[Opening Material for the task section]
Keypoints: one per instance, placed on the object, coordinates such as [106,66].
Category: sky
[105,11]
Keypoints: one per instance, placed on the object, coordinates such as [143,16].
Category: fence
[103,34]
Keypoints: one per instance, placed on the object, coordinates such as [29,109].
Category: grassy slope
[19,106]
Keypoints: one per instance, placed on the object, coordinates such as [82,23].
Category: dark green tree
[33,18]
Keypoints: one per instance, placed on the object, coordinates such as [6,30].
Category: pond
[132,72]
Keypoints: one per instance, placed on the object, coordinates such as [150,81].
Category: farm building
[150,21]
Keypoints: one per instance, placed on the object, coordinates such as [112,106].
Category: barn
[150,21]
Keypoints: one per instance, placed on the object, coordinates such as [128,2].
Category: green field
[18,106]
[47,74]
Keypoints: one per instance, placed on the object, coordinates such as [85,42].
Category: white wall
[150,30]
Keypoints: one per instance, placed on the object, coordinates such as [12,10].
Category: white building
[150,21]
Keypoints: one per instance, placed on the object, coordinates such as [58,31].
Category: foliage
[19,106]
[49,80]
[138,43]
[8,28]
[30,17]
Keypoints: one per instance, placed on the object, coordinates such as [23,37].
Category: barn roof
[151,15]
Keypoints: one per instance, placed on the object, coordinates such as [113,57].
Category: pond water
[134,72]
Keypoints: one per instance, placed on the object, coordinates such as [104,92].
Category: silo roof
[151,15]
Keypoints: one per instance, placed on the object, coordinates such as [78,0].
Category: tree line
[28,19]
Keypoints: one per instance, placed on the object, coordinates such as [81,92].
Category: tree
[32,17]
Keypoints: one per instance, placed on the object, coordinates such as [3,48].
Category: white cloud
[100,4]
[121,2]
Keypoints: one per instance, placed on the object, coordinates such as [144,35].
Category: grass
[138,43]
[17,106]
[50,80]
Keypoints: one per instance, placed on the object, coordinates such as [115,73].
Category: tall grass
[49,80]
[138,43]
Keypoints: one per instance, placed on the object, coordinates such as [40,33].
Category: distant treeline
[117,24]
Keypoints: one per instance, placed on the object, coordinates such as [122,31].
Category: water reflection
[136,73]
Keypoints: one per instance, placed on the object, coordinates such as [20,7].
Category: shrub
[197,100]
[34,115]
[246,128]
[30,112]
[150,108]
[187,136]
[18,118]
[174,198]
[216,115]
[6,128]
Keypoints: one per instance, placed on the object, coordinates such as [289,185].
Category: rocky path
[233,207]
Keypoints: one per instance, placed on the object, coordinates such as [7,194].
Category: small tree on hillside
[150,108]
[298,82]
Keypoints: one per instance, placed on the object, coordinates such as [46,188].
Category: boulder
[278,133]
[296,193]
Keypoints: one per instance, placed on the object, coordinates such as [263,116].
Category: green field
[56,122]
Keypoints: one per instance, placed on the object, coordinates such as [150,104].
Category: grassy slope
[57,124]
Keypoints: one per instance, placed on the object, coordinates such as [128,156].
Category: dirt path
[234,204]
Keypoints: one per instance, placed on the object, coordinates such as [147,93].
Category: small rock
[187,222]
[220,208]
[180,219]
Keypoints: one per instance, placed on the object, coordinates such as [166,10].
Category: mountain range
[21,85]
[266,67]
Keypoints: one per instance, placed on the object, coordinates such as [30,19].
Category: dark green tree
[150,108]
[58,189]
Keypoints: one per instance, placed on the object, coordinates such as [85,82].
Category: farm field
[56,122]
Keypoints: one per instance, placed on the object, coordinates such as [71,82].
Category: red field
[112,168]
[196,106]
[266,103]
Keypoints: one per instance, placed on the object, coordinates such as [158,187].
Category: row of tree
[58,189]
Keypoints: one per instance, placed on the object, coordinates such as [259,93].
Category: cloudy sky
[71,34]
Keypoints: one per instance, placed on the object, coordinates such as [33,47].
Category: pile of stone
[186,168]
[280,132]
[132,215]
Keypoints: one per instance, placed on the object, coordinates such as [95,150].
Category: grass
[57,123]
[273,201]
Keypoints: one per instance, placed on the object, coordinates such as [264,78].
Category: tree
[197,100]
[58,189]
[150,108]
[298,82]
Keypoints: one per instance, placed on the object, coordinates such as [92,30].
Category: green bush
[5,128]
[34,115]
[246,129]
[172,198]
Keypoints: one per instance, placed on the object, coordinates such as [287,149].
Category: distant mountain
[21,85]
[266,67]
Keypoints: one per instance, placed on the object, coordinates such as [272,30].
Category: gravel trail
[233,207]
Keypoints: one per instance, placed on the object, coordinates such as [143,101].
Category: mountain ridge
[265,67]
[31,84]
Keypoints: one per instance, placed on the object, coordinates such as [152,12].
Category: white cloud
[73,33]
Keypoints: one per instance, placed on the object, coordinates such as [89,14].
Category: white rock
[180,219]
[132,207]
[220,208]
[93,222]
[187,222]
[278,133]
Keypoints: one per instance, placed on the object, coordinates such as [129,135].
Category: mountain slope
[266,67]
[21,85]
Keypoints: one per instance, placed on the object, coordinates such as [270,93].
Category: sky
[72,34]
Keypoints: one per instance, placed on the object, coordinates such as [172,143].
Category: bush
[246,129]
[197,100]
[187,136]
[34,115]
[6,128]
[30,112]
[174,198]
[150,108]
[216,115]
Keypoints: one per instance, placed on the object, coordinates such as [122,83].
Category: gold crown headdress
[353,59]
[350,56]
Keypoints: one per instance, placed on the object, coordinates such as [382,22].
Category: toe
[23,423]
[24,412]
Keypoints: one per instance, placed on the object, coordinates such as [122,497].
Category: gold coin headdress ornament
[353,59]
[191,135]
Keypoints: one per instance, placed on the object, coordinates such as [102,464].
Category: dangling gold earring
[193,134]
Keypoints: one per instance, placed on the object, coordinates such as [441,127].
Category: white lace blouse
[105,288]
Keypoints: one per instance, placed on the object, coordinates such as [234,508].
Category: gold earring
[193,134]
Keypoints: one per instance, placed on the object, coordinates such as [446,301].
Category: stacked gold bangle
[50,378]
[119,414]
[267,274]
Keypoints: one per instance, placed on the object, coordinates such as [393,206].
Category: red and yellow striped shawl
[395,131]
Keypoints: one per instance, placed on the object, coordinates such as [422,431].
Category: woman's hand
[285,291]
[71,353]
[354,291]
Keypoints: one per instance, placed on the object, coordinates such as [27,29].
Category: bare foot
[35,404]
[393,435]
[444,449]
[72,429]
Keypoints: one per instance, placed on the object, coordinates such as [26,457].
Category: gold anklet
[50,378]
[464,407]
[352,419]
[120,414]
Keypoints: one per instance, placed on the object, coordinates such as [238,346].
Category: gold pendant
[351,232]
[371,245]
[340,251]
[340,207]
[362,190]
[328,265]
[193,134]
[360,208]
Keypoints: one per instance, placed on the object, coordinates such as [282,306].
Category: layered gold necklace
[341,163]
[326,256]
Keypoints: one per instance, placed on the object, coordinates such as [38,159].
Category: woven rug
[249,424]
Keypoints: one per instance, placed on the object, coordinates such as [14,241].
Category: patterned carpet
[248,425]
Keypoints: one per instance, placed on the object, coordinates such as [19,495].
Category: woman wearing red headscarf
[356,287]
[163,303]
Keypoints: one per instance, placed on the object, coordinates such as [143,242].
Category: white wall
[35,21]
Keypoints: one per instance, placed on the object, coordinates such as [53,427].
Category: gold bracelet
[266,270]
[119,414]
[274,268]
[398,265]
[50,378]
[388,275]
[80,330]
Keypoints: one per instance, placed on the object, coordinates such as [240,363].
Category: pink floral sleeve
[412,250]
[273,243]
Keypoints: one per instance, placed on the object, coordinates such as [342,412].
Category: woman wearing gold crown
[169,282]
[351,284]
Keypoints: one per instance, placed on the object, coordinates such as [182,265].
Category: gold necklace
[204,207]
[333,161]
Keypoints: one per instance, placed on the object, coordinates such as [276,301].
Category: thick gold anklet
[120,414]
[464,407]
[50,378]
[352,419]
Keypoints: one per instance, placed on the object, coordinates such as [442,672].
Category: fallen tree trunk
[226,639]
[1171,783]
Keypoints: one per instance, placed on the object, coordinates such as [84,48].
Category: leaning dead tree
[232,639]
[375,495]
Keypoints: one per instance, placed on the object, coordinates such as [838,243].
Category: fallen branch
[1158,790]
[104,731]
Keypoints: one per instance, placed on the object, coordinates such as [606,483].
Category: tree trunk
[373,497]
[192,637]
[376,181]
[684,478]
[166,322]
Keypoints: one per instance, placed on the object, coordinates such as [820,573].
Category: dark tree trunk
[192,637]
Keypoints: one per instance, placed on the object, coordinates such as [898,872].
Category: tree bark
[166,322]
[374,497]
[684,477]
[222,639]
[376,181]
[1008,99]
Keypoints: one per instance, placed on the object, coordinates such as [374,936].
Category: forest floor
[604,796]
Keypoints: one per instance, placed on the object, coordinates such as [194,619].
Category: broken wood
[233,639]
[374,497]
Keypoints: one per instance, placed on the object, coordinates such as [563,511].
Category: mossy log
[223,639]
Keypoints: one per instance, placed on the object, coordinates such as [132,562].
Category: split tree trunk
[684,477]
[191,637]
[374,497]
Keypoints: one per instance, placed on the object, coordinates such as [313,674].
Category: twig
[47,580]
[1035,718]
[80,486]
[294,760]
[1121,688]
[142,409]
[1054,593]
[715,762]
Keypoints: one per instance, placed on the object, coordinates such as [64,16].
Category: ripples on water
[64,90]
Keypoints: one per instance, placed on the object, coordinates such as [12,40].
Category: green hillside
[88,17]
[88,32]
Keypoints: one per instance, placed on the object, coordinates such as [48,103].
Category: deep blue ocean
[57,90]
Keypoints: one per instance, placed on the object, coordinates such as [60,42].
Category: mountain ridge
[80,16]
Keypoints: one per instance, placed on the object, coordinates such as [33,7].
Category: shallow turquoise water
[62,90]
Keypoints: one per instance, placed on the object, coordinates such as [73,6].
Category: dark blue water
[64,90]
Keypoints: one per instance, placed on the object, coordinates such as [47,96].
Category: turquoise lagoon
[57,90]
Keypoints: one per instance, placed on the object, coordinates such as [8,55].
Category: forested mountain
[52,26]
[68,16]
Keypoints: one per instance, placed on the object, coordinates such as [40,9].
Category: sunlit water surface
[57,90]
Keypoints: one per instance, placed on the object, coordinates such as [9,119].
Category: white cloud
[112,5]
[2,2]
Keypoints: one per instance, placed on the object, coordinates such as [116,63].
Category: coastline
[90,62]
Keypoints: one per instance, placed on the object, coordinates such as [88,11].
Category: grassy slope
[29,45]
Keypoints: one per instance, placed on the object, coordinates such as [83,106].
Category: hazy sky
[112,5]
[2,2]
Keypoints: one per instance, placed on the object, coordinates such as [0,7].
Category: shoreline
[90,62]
[Closing Material for the task section]
Activity |
Everything from the first line of the records through the line holding "such as [78,0]." is to be transcribed exactly; leave out all other lines.

Output below |
Keypoints: one per instance, placed on the object, coordinates such as [106,66].
Category: sky
[105,11]
Keypoints: one per instance, placed on the object, coordinates such as [143,16].
Category: fence
[103,34]
Keypoints: one per instance, placed on the object, coordinates such as [29,109].
Category: grassy slope
[19,106]
Keypoints: one per instance, placed on the object, coordinates such as [82,23].
Category: dark green tree
[33,18]
Keypoints: one per instance, placed on the object, coordinates such as [6,30].
Category: pond
[132,72]
Keypoints: one per instance, placed on the object, coordinates such as [150,81].
Category: farm building
[150,21]
Keypoints: one per instance, placed on the object, coordinates such as [112,106].
Category: barn
[150,21]
Keypoints: one per instance, placed on the object, coordinates such as [128,2].
Category: green field
[18,106]
[47,74]
Keypoints: one per instance, placed on the object, coordinates such as [85,42].
Category: white wall
[150,30]
Keypoints: one per instance, placed on the object, coordinates such as [12,10].
Category: white building
[150,21]
Keypoints: one per instance, placed on the object, coordinates such as [58,31].
Category: foliage
[19,106]
[49,80]
[138,43]
[8,28]
[30,17]
Keypoints: one per instance, placed on the object, coordinates such as [23,37].
Category: barn roof
[151,15]
Keypoints: one per instance, placed on the object, coordinates such as [113,57].
Category: pond water
[134,72]
Keypoints: one per instance, placed on the object, coordinates such as [104,92].
Category: silo roof
[151,15]
Keypoints: one per instance, placed on the object, coordinates such as [78,0].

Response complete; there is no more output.